> **Goals**:
a) Decide whether each statement agrees with the passage below about Abelardo's retirement, answering yes or no and quoting the deciding words of the passage: (i) Abelardo will do contract work for LA Plaza during his retirement; (ii) Lalo Alcaraz's first-ever art show was held at LA Plaza; (iii) LatinoLA.com is still operating.
b) In the passage below about Abelardo's retirement, whose proclamation did Rhi Buckley hand to Abelardo?

BEGIN Page

Abelardo stood to her side. Behind them was a slide show of him throughout the years, his grin as wide and warm as his heart and soul. Come to think of it, I’ve never seen him down — whether in attendance at a show, setting up tables, managing an event, anything.
Rhi Buckley handed him a proclamation from L.A. Supervisor Hilda Solis and revealed he’s going to do contract work for LA Plaza even in his retirement. Then came the bigger reveal: Abelardo would get free parking there for LYFE. Man, even former CEO John Echeveste doesn’t have that!
John hailed him, along with an army of friends and fans. Playwright Dan Guerrero. Cartoonista Lalo Alcaraz, who presented Abelardo with an intricate portrait and thanked him for hosting his first-ever art show at the Mexican Cultural Institute. “There’s thousands of these stories of him helping, I’m sure,” Lalo remarked, to nods from everyone present.
Artistic types hailed his time at LatinoLA.com, which has long been defunct but did the type of community journalism — a community calendar, essays, original reporting, a sense of belonging and space — that nonprofits are nowadays tripping over themselves to fund to the tune of millions of dollars and that legacy publication just can’t figure out how to do. Abelardo basically did it all by himself, but could never sustain it because the money just wasn’t there because people say they want to support local journalism but rarely ever do because they’re a bunch of fookin’ ingrates.
I digress.

END Page
BEGIN Given entries

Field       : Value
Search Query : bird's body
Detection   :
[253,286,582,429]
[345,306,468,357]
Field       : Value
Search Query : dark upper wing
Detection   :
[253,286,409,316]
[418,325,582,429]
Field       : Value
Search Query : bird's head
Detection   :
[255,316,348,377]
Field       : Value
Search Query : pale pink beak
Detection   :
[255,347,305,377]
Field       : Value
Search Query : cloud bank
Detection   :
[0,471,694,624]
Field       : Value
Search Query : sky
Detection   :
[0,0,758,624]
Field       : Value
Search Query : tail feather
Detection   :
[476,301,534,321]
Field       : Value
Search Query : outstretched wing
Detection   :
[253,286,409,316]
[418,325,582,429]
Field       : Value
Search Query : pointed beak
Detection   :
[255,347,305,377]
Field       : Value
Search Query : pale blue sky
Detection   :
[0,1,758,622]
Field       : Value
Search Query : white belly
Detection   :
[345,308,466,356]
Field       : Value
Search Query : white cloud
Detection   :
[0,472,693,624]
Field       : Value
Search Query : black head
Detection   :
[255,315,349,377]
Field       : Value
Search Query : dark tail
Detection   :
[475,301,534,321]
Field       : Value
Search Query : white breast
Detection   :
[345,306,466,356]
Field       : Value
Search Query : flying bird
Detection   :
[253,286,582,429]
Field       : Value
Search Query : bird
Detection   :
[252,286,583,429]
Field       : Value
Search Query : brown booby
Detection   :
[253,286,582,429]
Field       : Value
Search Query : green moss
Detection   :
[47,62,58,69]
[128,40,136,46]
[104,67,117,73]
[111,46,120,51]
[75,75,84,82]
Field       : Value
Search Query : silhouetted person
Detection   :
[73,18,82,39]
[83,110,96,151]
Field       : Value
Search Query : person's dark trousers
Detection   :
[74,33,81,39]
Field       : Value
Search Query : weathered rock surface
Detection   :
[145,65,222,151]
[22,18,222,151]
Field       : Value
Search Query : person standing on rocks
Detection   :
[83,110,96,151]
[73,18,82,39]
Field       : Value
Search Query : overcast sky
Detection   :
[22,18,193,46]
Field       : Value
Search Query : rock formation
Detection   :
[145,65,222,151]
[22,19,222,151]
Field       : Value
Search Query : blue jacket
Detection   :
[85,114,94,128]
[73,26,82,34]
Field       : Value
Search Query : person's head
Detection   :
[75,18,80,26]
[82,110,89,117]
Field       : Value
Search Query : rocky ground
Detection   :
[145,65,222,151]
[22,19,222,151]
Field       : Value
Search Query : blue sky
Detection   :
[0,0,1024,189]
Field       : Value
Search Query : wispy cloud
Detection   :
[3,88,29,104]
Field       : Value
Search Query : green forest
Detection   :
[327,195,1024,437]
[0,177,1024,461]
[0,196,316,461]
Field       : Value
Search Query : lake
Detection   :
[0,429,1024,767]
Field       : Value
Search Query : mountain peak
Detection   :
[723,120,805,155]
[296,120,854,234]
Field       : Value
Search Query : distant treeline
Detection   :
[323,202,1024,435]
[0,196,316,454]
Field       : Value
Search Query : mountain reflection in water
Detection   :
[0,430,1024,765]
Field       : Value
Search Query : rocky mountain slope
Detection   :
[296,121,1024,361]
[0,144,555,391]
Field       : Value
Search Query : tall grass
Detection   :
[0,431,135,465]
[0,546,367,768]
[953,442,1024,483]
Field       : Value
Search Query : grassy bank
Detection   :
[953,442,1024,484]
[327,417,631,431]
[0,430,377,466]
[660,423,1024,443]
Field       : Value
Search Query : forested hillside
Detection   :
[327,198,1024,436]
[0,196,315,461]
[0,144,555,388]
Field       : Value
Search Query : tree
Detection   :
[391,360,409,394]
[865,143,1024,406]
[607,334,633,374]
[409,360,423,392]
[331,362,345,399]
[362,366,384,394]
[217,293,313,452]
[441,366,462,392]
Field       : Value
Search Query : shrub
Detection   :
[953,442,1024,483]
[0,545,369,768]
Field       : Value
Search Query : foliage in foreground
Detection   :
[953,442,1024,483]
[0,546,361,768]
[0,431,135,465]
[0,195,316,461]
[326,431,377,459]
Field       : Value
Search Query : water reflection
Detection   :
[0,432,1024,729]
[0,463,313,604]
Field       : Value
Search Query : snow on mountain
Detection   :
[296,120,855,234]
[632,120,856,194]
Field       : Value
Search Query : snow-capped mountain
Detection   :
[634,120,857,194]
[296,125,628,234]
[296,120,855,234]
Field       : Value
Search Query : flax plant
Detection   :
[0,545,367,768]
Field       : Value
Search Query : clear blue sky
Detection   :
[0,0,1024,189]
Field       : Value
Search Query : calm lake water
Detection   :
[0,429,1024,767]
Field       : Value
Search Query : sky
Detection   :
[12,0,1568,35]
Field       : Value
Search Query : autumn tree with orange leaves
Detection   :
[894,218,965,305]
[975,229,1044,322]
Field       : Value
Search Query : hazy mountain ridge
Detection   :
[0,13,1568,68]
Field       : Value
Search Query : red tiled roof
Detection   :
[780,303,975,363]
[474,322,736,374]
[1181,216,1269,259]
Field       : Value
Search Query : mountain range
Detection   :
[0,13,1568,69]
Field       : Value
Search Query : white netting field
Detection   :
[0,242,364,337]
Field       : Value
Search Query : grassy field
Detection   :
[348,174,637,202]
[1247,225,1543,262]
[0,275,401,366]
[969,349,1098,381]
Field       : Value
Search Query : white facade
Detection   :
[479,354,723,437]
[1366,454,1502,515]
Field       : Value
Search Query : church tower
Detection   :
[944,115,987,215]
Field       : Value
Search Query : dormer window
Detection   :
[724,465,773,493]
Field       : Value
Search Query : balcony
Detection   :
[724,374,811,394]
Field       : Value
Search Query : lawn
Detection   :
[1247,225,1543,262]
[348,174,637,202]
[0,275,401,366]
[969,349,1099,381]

END Given entries

> **Outputs in order**:
a)
(i) Yes: "he’s going to do contract work for LA Plaza even in his retirement"
(ii) No: "thanked him for hosting his first-ever art show at the Mexican Cultural Institute"
(iii) No: "which has long been defunct"

b) A proclamation from L.A. Supervisor Hilda Solis.